---------- Supplied data ----------

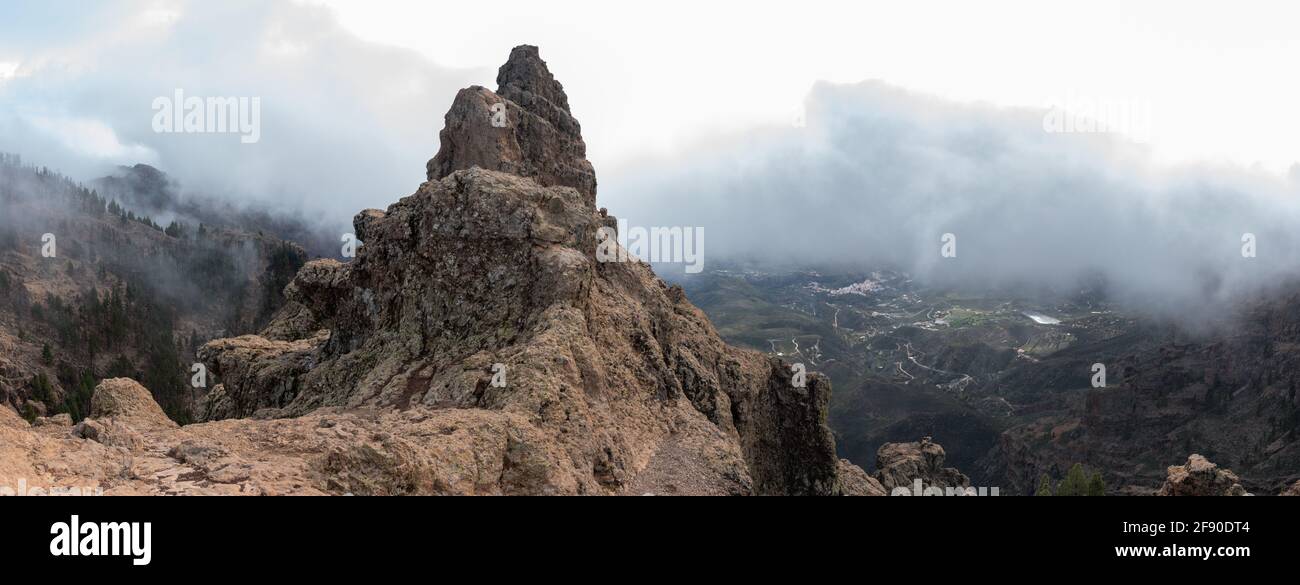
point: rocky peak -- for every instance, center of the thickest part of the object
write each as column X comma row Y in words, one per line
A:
column 524, row 78
column 524, row 129
column 901, row 464
column 1200, row 477
column 477, row 304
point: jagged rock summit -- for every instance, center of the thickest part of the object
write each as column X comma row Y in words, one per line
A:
column 1200, row 477
column 477, row 306
column 524, row 129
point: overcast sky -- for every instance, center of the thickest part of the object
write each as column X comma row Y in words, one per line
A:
column 918, row 118
column 1220, row 77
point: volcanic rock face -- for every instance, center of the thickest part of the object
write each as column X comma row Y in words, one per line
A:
column 1200, row 477
column 524, row 129
column 477, row 306
column 901, row 464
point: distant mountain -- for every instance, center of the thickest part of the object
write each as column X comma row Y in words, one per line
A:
column 1004, row 378
column 92, row 286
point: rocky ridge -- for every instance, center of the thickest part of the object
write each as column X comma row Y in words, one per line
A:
column 475, row 346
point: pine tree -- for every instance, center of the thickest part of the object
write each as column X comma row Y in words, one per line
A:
column 1075, row 482
column 1096, row 485
column 1044, row 485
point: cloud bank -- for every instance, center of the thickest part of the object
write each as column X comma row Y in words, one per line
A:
column 345, row 124
column 880, row 174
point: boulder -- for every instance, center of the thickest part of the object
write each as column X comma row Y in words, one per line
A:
column 1200, row 477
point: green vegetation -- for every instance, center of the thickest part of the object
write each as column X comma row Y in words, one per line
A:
column 1077, row 481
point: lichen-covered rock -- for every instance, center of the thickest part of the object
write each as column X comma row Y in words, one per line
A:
column 480, row 297
column 1200, row 477
column 125, row 401
column 901, row 464
column 523, row 129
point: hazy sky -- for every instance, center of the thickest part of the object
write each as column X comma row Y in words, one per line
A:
column 1220, row 77
column 918, row 118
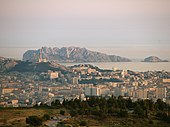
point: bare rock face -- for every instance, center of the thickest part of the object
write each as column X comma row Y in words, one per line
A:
column 154, row 59
column 72, row 54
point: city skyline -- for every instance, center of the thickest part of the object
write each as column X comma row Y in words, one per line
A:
column 133, row 29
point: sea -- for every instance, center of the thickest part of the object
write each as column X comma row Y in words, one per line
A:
column 134, row 66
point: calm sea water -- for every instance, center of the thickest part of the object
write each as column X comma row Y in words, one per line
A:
column 134, row 66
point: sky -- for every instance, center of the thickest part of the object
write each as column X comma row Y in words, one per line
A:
column 129, row 28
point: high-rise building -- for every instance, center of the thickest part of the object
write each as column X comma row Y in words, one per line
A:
column 141, row 93
column 75, row 80
column 92, row 91
column 160, row 93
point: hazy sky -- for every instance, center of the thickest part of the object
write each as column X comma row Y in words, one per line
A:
column 130, row 28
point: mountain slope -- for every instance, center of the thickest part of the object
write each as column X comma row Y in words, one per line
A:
column 72, row 54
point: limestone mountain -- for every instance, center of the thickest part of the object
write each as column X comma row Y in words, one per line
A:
column 72, row 54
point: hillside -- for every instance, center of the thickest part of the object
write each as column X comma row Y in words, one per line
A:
column 72, row 54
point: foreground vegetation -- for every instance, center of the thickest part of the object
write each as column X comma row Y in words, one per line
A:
column 94, row 111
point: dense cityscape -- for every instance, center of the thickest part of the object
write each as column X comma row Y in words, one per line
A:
column 30, row 88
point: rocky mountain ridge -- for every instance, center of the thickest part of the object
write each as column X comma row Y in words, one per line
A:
column 72, row 54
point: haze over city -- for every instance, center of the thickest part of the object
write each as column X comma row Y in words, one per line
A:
column 131, row 28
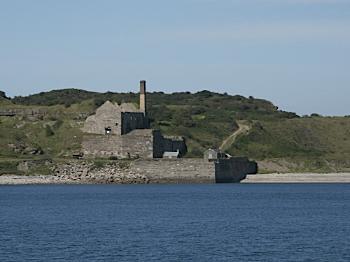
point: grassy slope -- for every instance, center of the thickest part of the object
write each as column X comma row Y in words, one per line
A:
column 204, row 118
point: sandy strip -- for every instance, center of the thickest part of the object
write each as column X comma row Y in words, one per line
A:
column 33, row 180
column 298, row 178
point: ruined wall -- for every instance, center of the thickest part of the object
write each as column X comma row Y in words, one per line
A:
column 167, row 144
column 30, row 113
column 132, row 121
column 233, row 170
column 137, row 143
column 183, row 170
column 193, row 170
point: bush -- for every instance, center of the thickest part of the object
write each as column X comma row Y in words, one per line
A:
column 48, row 131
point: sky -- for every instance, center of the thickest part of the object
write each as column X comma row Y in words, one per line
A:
column 295, row 53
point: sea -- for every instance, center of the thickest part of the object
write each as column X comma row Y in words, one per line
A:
column 219, row 222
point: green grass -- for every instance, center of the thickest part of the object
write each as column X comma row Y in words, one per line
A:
column 205, row 119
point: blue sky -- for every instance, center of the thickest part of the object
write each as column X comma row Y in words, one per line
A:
column 295, row 53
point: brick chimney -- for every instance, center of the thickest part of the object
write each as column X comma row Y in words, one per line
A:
column 143, row 96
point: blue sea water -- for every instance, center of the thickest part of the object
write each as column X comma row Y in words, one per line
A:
column 231, row 222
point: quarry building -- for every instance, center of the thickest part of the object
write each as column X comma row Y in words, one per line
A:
column 123, row 131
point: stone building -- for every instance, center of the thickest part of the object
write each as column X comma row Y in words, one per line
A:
column 123, row 131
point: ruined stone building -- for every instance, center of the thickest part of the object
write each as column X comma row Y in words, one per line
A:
column 123, row 131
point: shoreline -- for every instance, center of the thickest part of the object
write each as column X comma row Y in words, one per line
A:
column 250, row 179
column 297, row 178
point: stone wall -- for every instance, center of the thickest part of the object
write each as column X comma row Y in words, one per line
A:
column 30, row 113
column 233, row 170
column 167, row 144
column 136, row 144
column 185, row 170
column 107, row 116
column 132, row 121
column 194, row 170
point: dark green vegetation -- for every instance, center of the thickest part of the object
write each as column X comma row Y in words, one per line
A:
column 205, row 119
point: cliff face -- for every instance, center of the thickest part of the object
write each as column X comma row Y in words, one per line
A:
column 281, row 141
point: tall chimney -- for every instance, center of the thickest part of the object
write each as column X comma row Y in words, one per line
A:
column 143, row 96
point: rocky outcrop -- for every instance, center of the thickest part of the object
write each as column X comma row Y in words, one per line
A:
column 85, row 172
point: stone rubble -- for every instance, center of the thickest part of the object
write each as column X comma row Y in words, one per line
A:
column 86, row 173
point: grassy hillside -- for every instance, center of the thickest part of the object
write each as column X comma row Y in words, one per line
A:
column 205, row 119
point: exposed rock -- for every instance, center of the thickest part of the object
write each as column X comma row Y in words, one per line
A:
column 85, row 172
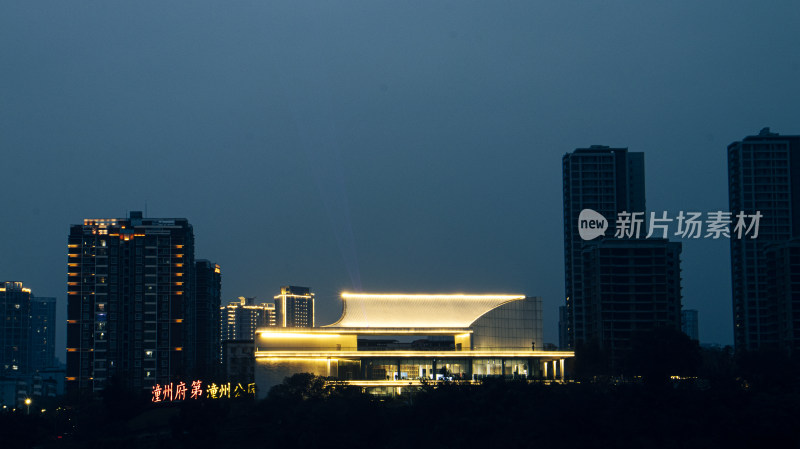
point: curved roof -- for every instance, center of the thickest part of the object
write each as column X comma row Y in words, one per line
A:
column 416, row 311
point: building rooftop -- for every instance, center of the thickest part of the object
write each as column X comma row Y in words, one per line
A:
column 393, row 311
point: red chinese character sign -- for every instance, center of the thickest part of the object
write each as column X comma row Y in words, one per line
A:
column 176, row 392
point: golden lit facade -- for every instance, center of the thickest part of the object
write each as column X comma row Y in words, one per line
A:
column 432, row 337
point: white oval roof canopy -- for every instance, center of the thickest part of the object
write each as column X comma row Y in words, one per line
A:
column 416, row 311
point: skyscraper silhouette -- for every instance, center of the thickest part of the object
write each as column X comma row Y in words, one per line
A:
column 132, row 311
column 764, row 178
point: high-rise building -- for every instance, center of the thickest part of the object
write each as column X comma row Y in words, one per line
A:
column 15, row 306
column 131, row 305
column 42, row 333
column 764, row 179
column 205, row 349
column 608, row 181
column 689, row 324
column 631, row 287
column 295, row 307
column 240, row 319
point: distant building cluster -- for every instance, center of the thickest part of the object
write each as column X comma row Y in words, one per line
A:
column 144, row 313
column 28, row 367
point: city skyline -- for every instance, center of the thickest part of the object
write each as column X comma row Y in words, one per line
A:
column 346, row 152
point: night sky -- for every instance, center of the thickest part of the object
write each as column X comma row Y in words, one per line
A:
column 400, row 146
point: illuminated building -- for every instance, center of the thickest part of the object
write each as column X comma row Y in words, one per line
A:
column 295, row 307
column 764, row 178
column 240, row 319
column 208, row 287
column 382, row 342
column 15, row 305
column 43, row 333
column 131, row 304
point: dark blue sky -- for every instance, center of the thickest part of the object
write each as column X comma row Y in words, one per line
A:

----------

Task statement:
Update the records from their start up to and including the line that contains "column 477, row 304", replacing "rocky peak" with "mountain peak" and keeping everything else unchanged. Leave the pictures out of your answer.

Written answer:
point: mountain peak -- for every instance, center of the thickest part of the object
write each as column X comma row Y in words, one per line
A:
column 524, row 78
column 524, row 129
column 901, row 464
column 1200, row 477
column 477, row 304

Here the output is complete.